Problem to solve
Every record below should be retyped exactly, and no picture should appear in the copy.

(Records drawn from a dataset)
Segment Open

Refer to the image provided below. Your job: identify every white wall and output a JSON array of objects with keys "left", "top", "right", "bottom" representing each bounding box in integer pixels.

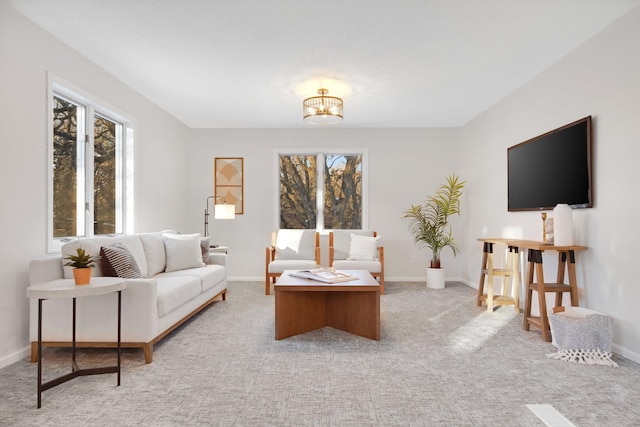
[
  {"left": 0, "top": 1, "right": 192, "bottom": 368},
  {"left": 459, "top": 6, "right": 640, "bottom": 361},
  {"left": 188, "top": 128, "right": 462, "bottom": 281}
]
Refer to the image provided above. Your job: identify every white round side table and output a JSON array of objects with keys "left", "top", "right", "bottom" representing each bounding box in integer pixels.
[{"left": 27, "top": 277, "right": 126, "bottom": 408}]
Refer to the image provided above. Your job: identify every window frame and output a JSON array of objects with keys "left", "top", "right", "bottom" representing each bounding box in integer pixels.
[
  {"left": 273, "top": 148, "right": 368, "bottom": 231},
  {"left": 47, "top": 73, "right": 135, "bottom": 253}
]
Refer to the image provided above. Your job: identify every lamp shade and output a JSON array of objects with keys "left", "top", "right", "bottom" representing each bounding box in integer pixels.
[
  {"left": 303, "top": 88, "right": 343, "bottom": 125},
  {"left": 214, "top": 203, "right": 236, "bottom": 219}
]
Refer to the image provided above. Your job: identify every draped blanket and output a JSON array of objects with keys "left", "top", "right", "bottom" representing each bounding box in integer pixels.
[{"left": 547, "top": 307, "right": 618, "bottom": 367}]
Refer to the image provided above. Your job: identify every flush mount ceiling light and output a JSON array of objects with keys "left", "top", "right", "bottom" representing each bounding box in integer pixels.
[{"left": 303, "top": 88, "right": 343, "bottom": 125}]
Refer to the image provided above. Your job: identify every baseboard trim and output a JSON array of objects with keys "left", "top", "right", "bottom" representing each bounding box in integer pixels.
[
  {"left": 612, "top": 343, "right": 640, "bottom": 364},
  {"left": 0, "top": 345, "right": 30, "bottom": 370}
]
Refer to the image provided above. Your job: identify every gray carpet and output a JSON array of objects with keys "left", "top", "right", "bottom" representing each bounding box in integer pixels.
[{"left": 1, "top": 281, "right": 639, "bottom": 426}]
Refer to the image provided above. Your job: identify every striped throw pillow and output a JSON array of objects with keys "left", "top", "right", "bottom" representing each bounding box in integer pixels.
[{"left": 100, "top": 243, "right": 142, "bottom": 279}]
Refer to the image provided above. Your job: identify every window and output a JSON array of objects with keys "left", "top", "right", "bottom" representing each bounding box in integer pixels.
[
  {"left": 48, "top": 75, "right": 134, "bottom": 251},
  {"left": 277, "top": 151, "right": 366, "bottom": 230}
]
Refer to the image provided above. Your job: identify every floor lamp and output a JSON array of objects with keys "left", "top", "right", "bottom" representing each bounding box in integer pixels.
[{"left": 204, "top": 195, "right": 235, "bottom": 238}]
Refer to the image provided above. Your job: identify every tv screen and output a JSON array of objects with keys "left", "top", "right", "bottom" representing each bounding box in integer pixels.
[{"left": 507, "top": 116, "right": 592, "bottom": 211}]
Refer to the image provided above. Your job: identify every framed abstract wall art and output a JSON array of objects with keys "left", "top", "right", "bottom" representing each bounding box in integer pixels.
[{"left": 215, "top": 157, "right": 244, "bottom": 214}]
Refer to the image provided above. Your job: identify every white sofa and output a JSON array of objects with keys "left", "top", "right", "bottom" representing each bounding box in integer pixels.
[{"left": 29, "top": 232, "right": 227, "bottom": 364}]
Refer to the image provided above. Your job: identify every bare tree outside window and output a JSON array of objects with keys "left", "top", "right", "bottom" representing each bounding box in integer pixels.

Segment Closed

Task result
Refer to the image provided below. Your job: identify every white wall and output a JSON array of objects with keys "left", "top", "right", "bottom" representing each bounding box in integer pixels.

[
  {"left": 0, "top": 1, "right": 192, "bottom": 368},
  {"left": 459, "top": 6, "right": 640, "bottom": 361},
  {"left": 188, "top": 128, "right": 462, "bottom": 281}
]
Refer to the image provided above. Your job: identify every white round side table and output a JSON array of objects with keys "left", "top", "right", "bottom" representing each bounding box in integer pixels.
[{"left": 27, "top": 277, "right": 126, "bottom": 408}]
Refer to the image provided above. Your job: identify every window frame and output a JSON array of objects with keys "left", "top", "right", "bottom" representing each bounding box in integer pixels.
[
  {"left": 273, "top": 148, "right": 368, "bottom": 231},
  {"left": 47, "top": 73, "right": 135, "bottom": 253}
]
Refer to the image provided above. Your job: identify every lamp shade and output a JSON array of objects with keys "left", "top", "right", "bottom" representing each bounding box in integer pixels.
[
  {"left": 303, "top": 88, "right": 343, "bottom": 125},
  {"left": 214, "top": 203, "right": 236, "bottom": 219}
]
Refer to the image provided above. Your job: identify every draped blanket and output a JSON array of objects with keys "left", "top", "right", "bottom" representing each bounding box in integer pixels.
[{"left": 547, "top": 307, "right": 618, "bottom": 367}]
Refer to the image provided above. Your job: identify every flush mount ceiling light and output a JSON array of objects with keys "left", "top", "right", "bottom" representing each bounding box in integer pixels.
[{"left": 303, "top": 88, "right": 343, "bottom": 125}]
Refer to the image provided above. Your job: identify every baseboard trim and output a JSON array of objects with keys "left", "top", "right", "bottom" representing each bounding box in integer pixels.
[
  {"left": 612, "top": 343, "right": 640, "bottom": 364},
  {"left": 0, "top": 345, "right": 30, "bottom": 370}
]
Refer to the image provided above. Your job: identify every gray carpet and output a JSON array of objects with keys "left", "top", "right", "bottom" representing each bounding box in integer pixels.
[{"left": 1, "top": 281, "right": 639, "bottom": 426}]
Refer to the image provided above. Your job: identify every striped throw pillow and output a JSON array of objects with keys "left", "top", "right", "bottom" representing each bounding box in integer pixels.
[{"left": 100, "top": 243, "right": 142, "bottom": 279}]
Refer to the image provided above. Your job: identify every window and output a JSON array of objects with keys "left", "top", "right", "bottom" representing each bounding box in integer pixels.
[
  {"left": 48, "top": 75, "right": 134, "bottom": 251},
  {"left": 277, "top": 151, "right": 366, "bottom": 230}
]
Refer to the image provided above. Your job: identify every floor lamp and output a JSON array of objects with keys "left", "top", "right", "bottom" representing each bounding box in integer pixels.
[{"left": 204, "top": 195, "right": 235, "bottom": 238}]
Refer to the image provided above. Your job: identify every tv screen and output a JSON array of objects with keys "left", "top", "right", "bottom" representing each bounding box in integer pixels.
[{"left": 507, "top": 116, "right": 592, "bottom": 211}]
Refer to the image provided above. Your job: identify every framed abstract wall art and output a JSON array of objects with keys "left", "top", "right", "bottom" representing each bounding box in integer pixels.
[{"left": 215, "top": 157, "right": 244, "bottom": 214}]
Refer to the image provided above. Your job: identify every white sofa and output a JSON array of objects with keys "left", "top", "right", "bottom" representing each bounding box in integer pixels.
[{"left": 29, "top": 232, "right": 227, "bottom": 364}]
Refer to the image provided above. Your job: identify every bare tree outside window and output a JSON array of objects with keys "left", "top", "right", "bottom" representing each bounding box in integer pixels.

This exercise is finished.